どれくらいぼんやりしていたかというと、1日何もしなくても過ごせるくらいに。

今話してもなかなか誰も信じてくれない。リアルでも、noteでも。
母すら「あんなにおとなしかったのにねえ・・・」と嘆息した程だから。

小学校に入る前は、世田谷の社宅にいた。今は高級住宅街となっているが、当時はのんびりとした牧歌的な地だった。
社宅は芝生の庭がある、平屋だった。

近所に私と同い年の子はいなかった。
姉と同い年の子はいて、姉はよく遊びに出ていた。世話好きではない姉は私がついてくることを嫌がり、そっと出ていくことが常だった。

私は泣いたりもしたんだろうが、あきらめて一人遊びをしていたようだ。

大した道具はなく、何枚かのお皿とビーズや小石を使って一人でブツブツ言いながらおままごとをしていた。
その記憶はおぼろにある。

一人目の子に張り切った若かった母は、姉にいくつか習い事をさせた。
お絵描きや、オルガン。
本人がやりたがったわけではなく、近所でやっている人がいたり、誘われたりして始めたようだ。

姉は「あんなもの、何の意味もなかった」と思春期になって吐き捨てるようにいっていた。
でも、二人目となって飽きたのか、何の習い事もさせずにおかれた私はうらやましかった。

**課題**
子どものころの思い出を書いた文章を、最後の文のあとから書き足してください。 ここに並ぶ記録は、この作業には使いません。

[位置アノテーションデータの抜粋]
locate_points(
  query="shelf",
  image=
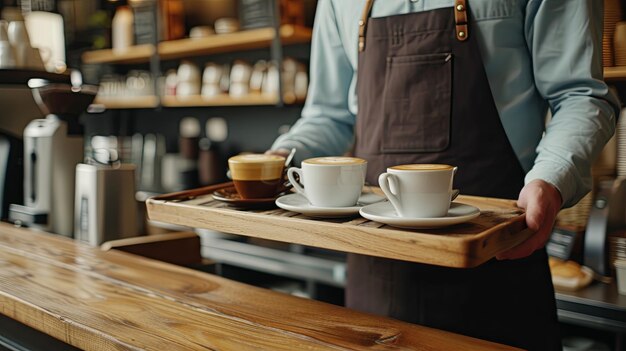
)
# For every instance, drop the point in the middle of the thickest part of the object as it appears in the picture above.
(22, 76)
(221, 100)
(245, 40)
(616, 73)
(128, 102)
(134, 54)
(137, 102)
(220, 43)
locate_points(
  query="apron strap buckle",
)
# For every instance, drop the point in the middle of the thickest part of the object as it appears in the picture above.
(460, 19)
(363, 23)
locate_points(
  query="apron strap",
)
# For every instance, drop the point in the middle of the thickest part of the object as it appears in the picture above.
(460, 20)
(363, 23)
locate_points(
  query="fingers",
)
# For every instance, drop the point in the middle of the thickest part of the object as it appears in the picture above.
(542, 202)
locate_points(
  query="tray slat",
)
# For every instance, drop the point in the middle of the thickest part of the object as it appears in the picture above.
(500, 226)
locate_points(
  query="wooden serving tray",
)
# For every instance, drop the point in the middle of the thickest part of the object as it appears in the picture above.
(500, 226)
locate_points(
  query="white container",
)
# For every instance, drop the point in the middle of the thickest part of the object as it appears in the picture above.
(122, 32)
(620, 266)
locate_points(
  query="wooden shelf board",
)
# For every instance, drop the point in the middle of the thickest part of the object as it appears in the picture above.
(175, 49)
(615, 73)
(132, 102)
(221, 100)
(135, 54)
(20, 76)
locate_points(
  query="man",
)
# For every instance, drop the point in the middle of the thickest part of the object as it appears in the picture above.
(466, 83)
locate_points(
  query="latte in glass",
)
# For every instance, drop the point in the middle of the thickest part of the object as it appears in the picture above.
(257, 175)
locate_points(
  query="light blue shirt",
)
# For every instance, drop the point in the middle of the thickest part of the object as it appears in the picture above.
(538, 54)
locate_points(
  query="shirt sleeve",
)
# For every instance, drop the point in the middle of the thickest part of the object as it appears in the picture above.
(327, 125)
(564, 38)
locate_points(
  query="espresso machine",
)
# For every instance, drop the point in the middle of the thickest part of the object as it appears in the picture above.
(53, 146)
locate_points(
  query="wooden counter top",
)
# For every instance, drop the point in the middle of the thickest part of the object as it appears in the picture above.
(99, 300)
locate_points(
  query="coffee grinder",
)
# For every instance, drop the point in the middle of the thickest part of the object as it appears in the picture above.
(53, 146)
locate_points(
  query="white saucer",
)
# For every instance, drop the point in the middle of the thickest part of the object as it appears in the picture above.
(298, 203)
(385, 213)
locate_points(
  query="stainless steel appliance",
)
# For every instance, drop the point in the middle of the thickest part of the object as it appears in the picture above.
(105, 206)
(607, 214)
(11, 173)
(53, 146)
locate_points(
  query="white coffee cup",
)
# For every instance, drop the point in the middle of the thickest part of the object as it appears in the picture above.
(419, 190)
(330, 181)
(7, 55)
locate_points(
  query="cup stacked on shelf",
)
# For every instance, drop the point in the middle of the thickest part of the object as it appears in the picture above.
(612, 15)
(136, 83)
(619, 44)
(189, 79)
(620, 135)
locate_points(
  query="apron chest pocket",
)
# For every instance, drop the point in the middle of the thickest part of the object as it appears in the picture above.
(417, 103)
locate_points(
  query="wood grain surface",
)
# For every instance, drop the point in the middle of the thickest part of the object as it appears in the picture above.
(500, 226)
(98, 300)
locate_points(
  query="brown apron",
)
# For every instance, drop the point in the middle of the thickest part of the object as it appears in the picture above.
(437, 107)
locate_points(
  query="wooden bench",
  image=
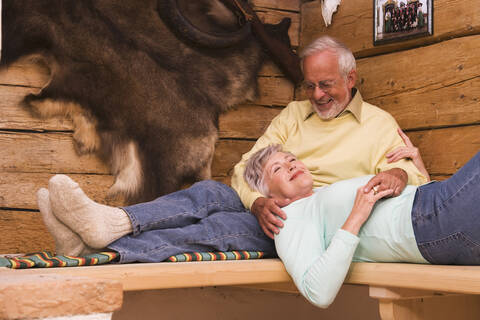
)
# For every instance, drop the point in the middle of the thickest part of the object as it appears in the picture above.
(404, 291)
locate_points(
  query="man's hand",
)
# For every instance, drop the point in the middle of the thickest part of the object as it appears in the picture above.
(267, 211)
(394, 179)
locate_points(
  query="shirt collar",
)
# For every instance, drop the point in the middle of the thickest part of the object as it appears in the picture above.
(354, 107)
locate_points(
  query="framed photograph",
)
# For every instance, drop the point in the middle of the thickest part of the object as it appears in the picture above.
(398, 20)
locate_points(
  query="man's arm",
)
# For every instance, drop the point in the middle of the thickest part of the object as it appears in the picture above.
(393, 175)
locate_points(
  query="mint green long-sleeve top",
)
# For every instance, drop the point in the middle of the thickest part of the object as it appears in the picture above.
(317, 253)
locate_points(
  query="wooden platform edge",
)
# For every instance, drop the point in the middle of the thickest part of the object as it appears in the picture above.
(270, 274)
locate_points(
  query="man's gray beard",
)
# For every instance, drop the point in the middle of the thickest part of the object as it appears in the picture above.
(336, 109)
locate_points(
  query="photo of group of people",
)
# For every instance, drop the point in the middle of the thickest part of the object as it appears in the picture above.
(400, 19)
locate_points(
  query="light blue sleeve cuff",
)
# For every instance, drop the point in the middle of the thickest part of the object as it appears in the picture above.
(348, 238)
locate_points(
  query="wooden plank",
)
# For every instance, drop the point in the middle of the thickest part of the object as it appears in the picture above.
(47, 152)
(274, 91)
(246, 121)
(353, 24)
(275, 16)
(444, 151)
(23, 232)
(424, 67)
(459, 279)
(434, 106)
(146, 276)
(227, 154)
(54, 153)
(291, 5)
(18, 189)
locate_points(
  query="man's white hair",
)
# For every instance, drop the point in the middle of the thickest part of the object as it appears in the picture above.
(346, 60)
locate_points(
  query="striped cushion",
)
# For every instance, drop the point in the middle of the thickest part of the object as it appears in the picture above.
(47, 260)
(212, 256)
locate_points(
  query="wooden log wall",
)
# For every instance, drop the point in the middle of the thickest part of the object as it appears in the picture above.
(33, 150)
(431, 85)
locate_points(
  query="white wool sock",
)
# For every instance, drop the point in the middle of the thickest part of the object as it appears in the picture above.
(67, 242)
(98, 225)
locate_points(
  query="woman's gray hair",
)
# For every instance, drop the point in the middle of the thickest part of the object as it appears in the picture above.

**解答**
なぜか私は習い事もさせられることなく、家にいた。
私には「私も習いたい」というほどの積極性はなかった。
今思うと姉は活発で主張が強かったので、母は外に出したかったのだろう。

私はぼんやりとおとなしかったので、家にいても邪魔にならなかったのだ。

母は22歳と若くして結婚し、まだまだ何か自分のことを何かしたいと思っていたようだ。

私はもちろんそんなことには気がつかず、母のエプロンのはしっこをいつもつかんでいるような子だったらしい。

一人遊びをしていたからと、こっそり近所に買い物に出て帰ってきたら私が泣き叫んでいたと、くすくす笑いながら思い出話をする。
幼稚園に入る前のことなので、急に一人でいることに気がついたら不安なのは当たり前だろう、と思うが。
そんな母だ。

そんなわけで母にも姉にもあまり相手にされなかった私は、ままごと以外では庭に出て、芝生に座っていた。

空を見上げて。

こう書くと詩的だが、今なら不安がられるのではないだろうか。
何もせず、うすぼんやりと空を見上げていた子。

私は平気だったけれど。

だから今の子が週に5つも6つも習い事をすると聞くと、驚いてしまう。
よくできるなと感心してしまう。

私のあのぼんやりした日々は何だったのだろうと。

何をしたかったという強い欲求も、寂しかった記憶もない。

記憶にあるのは広い、青い空と流れる雲。
膝を抱えて芝生に座り、見上げている私。

きっと、何も考えていなかった。

その時間を何をはぐくんだのかはわからない。

ただぼんやりする時間があってもいいのではないか。

私は梶井基次郎の『蒼穹』が好きで。
ストーリーはほぼないごく短い小説。青空文庫で読むことができる。

空を見ながら追憶を綴った作品だ。空を描写しながら風景を、心の動きを、虚無を描いている。

高校時代に,『檸檬』や『桜の樹の下には』にもひかれたけれど、妙にこの小説が心に残った。
気持ちが重なり、私は空に昇った。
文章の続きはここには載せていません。